▶ [Task to carry out]: Each record below needs to be written out exactly as it reads.

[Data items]

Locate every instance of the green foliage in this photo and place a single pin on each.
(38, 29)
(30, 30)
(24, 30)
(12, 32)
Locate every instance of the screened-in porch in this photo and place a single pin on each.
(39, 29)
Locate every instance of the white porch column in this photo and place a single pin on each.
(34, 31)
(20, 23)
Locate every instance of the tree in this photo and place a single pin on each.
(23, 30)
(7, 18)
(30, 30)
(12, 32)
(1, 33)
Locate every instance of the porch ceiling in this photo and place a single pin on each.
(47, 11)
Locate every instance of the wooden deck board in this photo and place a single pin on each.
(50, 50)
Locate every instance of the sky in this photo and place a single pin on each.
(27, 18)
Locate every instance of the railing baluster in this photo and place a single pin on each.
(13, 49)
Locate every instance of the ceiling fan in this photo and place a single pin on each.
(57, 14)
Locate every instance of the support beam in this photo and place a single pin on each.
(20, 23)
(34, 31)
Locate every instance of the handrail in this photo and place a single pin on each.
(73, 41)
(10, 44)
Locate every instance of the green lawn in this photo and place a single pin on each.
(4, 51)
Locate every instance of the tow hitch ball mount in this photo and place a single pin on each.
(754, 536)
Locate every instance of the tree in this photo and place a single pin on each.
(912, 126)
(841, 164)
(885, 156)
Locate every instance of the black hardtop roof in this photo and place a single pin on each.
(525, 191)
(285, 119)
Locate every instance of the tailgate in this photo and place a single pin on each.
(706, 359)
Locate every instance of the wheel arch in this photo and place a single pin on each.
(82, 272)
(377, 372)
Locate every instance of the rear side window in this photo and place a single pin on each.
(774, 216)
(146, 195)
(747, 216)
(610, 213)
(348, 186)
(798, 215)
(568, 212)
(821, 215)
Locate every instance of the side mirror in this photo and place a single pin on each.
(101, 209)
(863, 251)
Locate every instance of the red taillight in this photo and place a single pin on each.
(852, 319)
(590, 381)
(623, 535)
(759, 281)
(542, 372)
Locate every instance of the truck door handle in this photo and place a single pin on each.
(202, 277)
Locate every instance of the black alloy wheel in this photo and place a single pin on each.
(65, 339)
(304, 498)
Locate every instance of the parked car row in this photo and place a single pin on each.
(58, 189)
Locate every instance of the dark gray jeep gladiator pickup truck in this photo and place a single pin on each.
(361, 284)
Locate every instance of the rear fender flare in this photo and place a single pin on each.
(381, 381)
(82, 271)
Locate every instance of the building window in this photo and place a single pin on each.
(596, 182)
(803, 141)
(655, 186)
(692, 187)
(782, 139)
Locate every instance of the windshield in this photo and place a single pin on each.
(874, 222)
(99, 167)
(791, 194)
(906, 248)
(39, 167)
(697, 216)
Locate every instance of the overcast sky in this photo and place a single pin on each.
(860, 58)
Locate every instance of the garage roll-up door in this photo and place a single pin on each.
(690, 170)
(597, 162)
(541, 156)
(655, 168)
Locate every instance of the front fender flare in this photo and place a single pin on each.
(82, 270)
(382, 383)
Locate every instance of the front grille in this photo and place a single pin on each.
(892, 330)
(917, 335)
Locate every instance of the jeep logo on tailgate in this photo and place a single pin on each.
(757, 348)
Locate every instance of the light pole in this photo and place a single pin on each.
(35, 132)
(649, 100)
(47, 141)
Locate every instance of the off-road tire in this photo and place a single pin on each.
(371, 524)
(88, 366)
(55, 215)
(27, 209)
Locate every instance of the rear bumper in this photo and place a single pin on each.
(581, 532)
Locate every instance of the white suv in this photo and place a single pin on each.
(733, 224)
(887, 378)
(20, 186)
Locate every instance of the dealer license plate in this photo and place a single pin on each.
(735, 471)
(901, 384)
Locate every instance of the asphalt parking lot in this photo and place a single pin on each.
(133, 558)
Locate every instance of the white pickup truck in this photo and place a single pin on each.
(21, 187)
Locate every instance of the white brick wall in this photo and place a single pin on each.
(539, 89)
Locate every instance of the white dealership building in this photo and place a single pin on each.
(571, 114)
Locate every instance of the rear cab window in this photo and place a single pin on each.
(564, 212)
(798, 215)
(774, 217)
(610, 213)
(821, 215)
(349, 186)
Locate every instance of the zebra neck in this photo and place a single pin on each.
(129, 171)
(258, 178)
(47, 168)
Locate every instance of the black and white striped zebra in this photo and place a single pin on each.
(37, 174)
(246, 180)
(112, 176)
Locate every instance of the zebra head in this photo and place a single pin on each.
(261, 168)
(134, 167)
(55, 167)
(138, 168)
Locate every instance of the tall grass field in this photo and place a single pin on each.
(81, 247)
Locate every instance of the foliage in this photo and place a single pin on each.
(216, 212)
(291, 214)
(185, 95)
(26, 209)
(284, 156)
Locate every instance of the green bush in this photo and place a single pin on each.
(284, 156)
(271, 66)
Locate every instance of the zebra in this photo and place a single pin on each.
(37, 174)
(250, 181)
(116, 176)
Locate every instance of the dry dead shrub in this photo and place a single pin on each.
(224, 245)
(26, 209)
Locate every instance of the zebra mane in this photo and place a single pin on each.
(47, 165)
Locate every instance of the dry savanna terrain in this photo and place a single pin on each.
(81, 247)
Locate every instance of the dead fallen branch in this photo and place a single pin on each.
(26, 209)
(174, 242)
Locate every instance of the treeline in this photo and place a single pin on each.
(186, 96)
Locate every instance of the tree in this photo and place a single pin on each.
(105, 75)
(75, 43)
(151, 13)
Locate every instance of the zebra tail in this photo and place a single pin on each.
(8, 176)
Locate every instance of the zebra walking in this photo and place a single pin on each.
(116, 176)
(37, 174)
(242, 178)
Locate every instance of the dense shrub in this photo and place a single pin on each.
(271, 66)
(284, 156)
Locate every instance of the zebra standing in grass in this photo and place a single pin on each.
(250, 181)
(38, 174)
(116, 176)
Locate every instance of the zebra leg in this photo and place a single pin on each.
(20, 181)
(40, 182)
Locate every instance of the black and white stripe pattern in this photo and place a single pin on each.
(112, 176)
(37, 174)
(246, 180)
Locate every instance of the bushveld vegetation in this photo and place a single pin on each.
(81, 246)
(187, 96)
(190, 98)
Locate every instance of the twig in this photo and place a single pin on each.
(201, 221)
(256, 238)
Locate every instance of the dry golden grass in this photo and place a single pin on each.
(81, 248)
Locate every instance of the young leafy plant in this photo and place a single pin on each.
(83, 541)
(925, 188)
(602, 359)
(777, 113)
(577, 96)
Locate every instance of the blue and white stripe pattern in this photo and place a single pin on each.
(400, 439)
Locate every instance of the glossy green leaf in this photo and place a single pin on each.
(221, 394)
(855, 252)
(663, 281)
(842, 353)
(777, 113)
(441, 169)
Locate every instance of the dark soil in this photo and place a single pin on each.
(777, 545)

▶ [Solution to the problem]:
Locate every instance of the green foliage in this photo and place a single pin on each.
(38, 29)
(30, 30)
(24, 30)
(12, 32)
Locate every instance of the screened-in porch in this photo and place a single pin on each.
(39, 29)
Locate every instance of the white porch column in this photo and place a single pin on each.
(34, 31)
(20, 23)
Locate every instance of the tree in this photo and place a single pin on each.
(23, 30)
(7, 18)
(30, 30)
(12, 32)
(1, 33)
Locate every instance of the porch ceiling in this photo and place a single pin on each.
(47, 11)
Locate every instance of the wooden deck board in this photo and place a single pin on each.
(50, 50)
Locate every instance of the sky in this photo and place a single pin on each.
(27, 18)
Locate every instance of the railing baluster in this photo and place a single pin on each.
(13, 49)
Locate every instance of the ceiling fan in this photo and place a single pin on each.
(57, 14)
Locate every instance of the support beam in this photo and place a single pin on each.
(20, 23)
(34, 31)
Locate every instance of the handrail in this photo and place a single pin on each.
(73, 41)
(10, 44)
Locate every instance of the green lawn in this photo and place a single pin on each.
(4, 51)
Locate every instance of the tow hitch ball mount in this photo and place a single pin on each.
(754, 536)
Locate every instance of the tree in this photo and place a single pin on each.
(912, 126)
(841, 164)
(885, 156)
Locate every instance of the black hardtop roof in this photo and place a single pin on each.
(525, 191)
(285, 119)
Locate every instance of the tailgate in this photo and place a single pin on each.
(706, 359)
Locate every instance of the wheel arch in this photo and place a single pin on each.
(82, 272)
(377, 372)
Locate every instance of the rear side window in this photo and place a single pin on each.
(774, 216)
(146, 195)
(747, 216)
(610, 213)
(348, 186)
(798, 215)
(568, 212)
(821, 215)
Locate every instance of the side mirror in this photo and place a single pin on each.
(101, 209)
(863, 251)
Locate every instance of the red taillight in this photo and place a single pin on each.
(852, 319)
(590, 381)
(623, 535)
(759, 281)
(542, 372)
Locate every instance of the truck door handle in this photo and place a single pin on each.
(202, 277)
Locate every instance of the black alloy wheel in this photo and place a single pin on each.
(65, 339)
(304, 498)
Locate every instance of the parked car row in this photo and place a single pin on each.
(58, 189)
Locate every instance of the dark gray jeep gladiator pickup truck in this photo and place a single pin on each.
(361, 284)
Locate every instance of the rear fender flare in this photo and place a single pin on each.
(381, 381)
(82, 271)
Locate every instance of the building window in this photo and place a single pin on each.
(596, 182)
(803, 141)
(655, 186)
(692, 187)
(782, 139)
Locate every instance of the windshield in this photo and place a single pin on each.
(874, 222)
(99, 167)
(791, 194)
(906, 248)
(39, 167)
(697, 216)
Locate every instance of the overcast sky in this photo and place a single pin on each.
(860, 58)
Locate every instance of the garage roll-up door in this photo and place a single pin on each.
(690, 170)
(597, 162)
(541, 156)
(655, 168)
Locate every instance of the front fender flare in this photo and place a single pin on each.
(82, 270)
(382, 383)
Locate every instance of the front grille in this photo and place a single pin on each.
(892, 330)
(917, 335)
Locate every instance of the jeep logo on tailgate in this photo and place a single pin on each.
(757, 348)
Locate every instance of the light pole in this photo and place a single pin on each.
(35, 132)
(649, 100)
(47, 141)
Locate every instance of the off-road tire in this photo and place a single pin on each.
(371, 524)
(88, 366)
(55, 215)
(27, 209)
Locate every instance of the rear bumper in this photo and place a single pin on each.
(581, 532)
Locate every instance of the white suv in this photo and place a single pin on each.
(733, 224)
(887, 378)
(20, 186)
Locate every instance of the dealer license plate in this photo and place a single pin on each.
(735, 471)
(901, 384)
Locate every instance of the asphalt parking lot in this photo and place a single pin on each.
(133, 558)
Locate every instance of the white pickup truck in this photo and place a single pin on each.
(21, 187)
Locate every instance of the white brick wall in this photo and place a single pin on each.
(539, 89)
Locate every instance of the white dealership building in this photo and place a single pin on each.
(571, 114)
Locate every instance of the rear cab window in this photo and place a single pin on each.
(564, 212)
(798, 215)
(774, 217)
(610, 213)
(821, 215)
(349, 186)
Locate every instance of the zebra neck in this photo and place a single pin on each.
(129, 171)
(258, 178)
(47, 168)
Locate every instance of the black and white striped zebra in this photo and place a single pin on each.
(37, 174)
(246, 180)
(112, 176)
Locate every instance of the zebra head in this photo and place a single pin on each.
(261, 168)
(134, 167)
(55, 167)
(138, 168)
Locate every instance of the tall grass field in this photo and place a single pin on each.
(81, 247)
Locate every instance of the foliage in this photo and place a single pin on each.
(216, 212)
(291, 214)
(185, 95)
(26, 209)
(284, 156)
Locate every instance of the green bush in this photo and place a single pin on each.
(284, 156)
(271, 66)
Locate every instance of the zebra in this photo and place a single pin on each.
(37, 174)
(250, 181)
(116, 176)
Locate every instance of the dry dead shrub in this photo and place a single pin on each.
(224, 245)
(26, 209)
Locate every instance of the zebra mane in this photo and place a single pin on each.
(47, 165)
Locate every instance of the dry savanna terrain in this photo and place a single pin on each.
(81, 247)
Locate every instance of the dead fallen branch in this photo and place a single pin on each.
(26, 209)
(174, 242)
Locate every instance of the treeline in this photo and place a single pin on each.
(186, 96)
Locate every instance of the tree in this photo and place a single pin on each.
(105, 75)
(75, 43)
(151, 13)
Locate every instance of the zebra tail in this photo and place a single pin on each.
(8, 176)
Locate every instance of the zebra walking in this photo and place a single pin on each.
(116, 176)
(37, 174)
(242, 178)
Locate every instance of the dense shrub in this photo and place a single pin on each.
(271, 66)
(284, 156)
Locate every instance of the zebra standing in grass in this photo and place a single pin on each.
(250, 181)
(38, 174)
(116, 176)
Locate every instance of the zebra leg in this photo and place a single pin on each.
(20, 181)
(40, 182)
Locate every instance of the black and white stripe pattern in this photo and place a single pin on each.
(112, 176)
(37, 174)
(246, 180)
Locate every instance of the bushveld vegetation in this photo and place a single pin on each.
(81, 246)
(187, 96)
(190, 98)
Locate every instance of the twig in this photo and place a single pin on each.
(201, 221)
(256, 238)
Locate every instance of the dry golden grass in this photo and place a single pin on each.
(81, 248)
Locate every instance of the young leafy plant in this photo and place a single pin on each.
(83, 541)
(925, 188)
(602, 359)
(777, 113)
(577, 96)
Locate every instance of the blue and white stripe pattern in this photo and place a single pin on each.
(400, 439)
Locate every instance of the glossy green leaf in this photo and place a single pin on each.
(221, 394)
(855, 252)
(663, 281)
(842, 353)
(777, 113)
(441, 169)
Locate every instance of the dark soil in this photo and place a single pin on each.
(777, 545)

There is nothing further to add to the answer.